**Consegna 1**
Secondo l'estratto, quanti chilometri in più hanno percorso nel solo 2023 le navi di soccorso delle ONG per raggiungere porti lontani?
______
La Procura di Trapani chiede il non luogo a procedere nel corso dell’Udienza Preliminare contro l’equipaggio della Iuventa. La nave che sette anni fa era stata posta sotto sequestro in mare per la violazione del codice delle Ong, ossia il codice di condotta che le organizzazioni umanitarie operanti i soccorsi in mare dovevano adottare per svolgere la loro attività, previsto dal Governo Gentiloni. La mancata sottoscrizione del protocollo avrebbe comportato l’impossibilità di svolgere le operazioni di soccorso. Un divieto che colpì le numerose Ong non firmatarie, tra le quali l’Ong tedesca proprietaria della Iuventa, che venne così sottoposta a sequestro.
Piantedosi chiede la costituzione di parte civile

Nel corso del procedimento giudiziario, che ha visto nel dicembre del 2022, il Ministro Piantedosi chiedere la costituzione di parte civile contro la Iuventa, sono stati sentiti numerosi testimoni. Ed è stata ricostruita la vicenda, che ha portato adesso alla decisione di non procedere allo svolgimento del processo.
Tra gli aspetti messi in luce una delle maggiori e più rilevanti anomalie, è quella prevista dal decreto legge 2 gennaio 2023 n. 1 (convertito con la legge 24 febbraio 2023 n. 15), con il quale è stato disposto che una volta effettuato un soccorso in mare la nave deve immediatamente recarsi nel porto assegnato, spesso molto lontano. Evitando così di compiere altre operazioni di soccorso – anche qualora siano possibili – e prevedendone il fermo amministrativo in caso di nave indisciplinata.
La mancanza di navi di soccorso in mare bloccate da un decreto

Questa previsione ha di fatto impedito i salvataggi multipli ed ha limitato la presenza delle navi di soccorso nelle aree di ricerca e salvataggio. Dal febbraio 2023, nove navi di soccorso delle ONG sono state trattenute dalle autorità italiane in 16 occasioni. Per un totale di oltre 300 giorni di assenza in mare. La sanzione prevista consiste in una multa fino a 10.000 euro. E la possibilità che la nave venga bloccata per almeno 20 giorni con un fermo amministrativo da parte delle autorità.
In mare non tutte le leggi possono essere applicate

L’impatto negativo della legge è stato amplificato dalla prassi d’assegnare alle navi ONG più grandi porti lontani nel nord Italia per lo sbarco delle persone soccorse. Questi porti possono trovarsi fino a 1.600 km e cinque giorni di navigazione dal luogo di soccorso. Ancora una volta questa pratica viola il diritto marittimo internazionale. Che richiede che le persone siano sbarcate in un luogo sicuro non appena sia ragionevolmente possibile.
Nel solo 2023, le navi di soccorso delle ONG hanno percorso più di 150.500 km in più per raggiungere porti lontani. L’equivalente di oltre tre volte e mezzo il giro della terra. Per un totale di 374 giorni di navigazione, impiegati per non sbarcare nei vicini porti siciliani ma indirizzarsi negli scali del centro nord. Porti che spesso non sono risultati preparati a ricevere la massa di persone che arrivavano.
______
**Consegna 2**
Per favore, riscrivi come elenco numerato le righe dei record, dalla riga che contiene "pick out the green sauce, placing", inclusa, fino alla fine dei record. Tralascia le righe vuote e le immagini.

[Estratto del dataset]
______
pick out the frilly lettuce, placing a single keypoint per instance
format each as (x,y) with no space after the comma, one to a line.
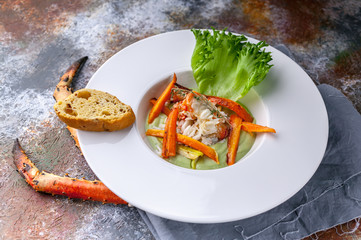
(226,65)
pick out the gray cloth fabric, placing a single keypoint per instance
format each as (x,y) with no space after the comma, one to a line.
(331,197)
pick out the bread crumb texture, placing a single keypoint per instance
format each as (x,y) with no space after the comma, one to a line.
(94,110)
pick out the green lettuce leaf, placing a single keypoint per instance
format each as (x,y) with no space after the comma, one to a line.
(226,65)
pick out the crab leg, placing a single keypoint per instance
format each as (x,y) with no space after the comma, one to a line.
(63,89)
(56,185)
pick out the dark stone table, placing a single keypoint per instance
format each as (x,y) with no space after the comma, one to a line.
(40,39)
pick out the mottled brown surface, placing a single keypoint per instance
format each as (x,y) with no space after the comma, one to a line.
(40,39)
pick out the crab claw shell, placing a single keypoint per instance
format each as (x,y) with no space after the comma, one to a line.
(63,88)
(56,185)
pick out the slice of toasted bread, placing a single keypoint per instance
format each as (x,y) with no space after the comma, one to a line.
(94,110)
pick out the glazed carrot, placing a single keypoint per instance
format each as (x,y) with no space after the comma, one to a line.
(232,105)
(251,127)
(172,132)
(233,139)
(165,109)
(206,150)
(158,106)
(165,153)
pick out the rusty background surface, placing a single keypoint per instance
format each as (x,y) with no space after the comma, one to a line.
(40,39)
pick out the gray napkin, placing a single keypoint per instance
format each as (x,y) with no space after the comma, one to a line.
(331,197)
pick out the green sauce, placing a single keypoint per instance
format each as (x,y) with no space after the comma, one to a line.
(246,141)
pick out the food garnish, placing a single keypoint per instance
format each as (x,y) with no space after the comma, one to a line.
(227,65)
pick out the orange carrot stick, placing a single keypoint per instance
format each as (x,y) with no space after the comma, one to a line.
(172,132)
(206,150)
(158,106)
(165,109)
(233,139)
(232,105)
(251,127)
(165,153)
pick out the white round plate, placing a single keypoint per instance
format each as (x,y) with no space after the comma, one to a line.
(276,168)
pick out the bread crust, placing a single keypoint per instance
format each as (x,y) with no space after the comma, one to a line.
(97,123)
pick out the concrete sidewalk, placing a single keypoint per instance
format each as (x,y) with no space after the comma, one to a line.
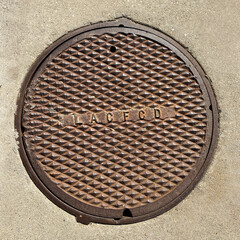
(210,30)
______
**Risultato completo 1**
Più di 150.500 km.

**Risultato completo 2**
1. pick out the green sauce, placing a single keypoint per instance
2. format each as (x,y) with no space after the comma, one to a line.
3. (246,141)
4. pick out the food garnish, placing a single keypoint per instance
5. format each as (x,y) with no space after the comma, one to a line.
6. (227,65)
7. pick out the orange carrot stick, placing a single keypoint per instance
8. format each as (x,y) with no space after the comma, one to a line.
9. (172,132)
10. (206,150)
11. (158,106)
12. (165,109)
13. (233,139)
14. (232,105)
15. (251,127)
16. (165,153)
17. pick out the white round plate, placing a single keypoint per instance
18. format each as (x,y) with no space after the comma, one to a line.
19. (276,168)
20. pick out the bread crust, placing a single keypoint per instance
21. format each as (x,y) with no space after the comma, one to a line.
22. (97,123)
23. pick out the concrete sidewalk, placing a single keypoint per instance
24. format each as (x,y) with no space after the comma, one to a line.
25. (210,30)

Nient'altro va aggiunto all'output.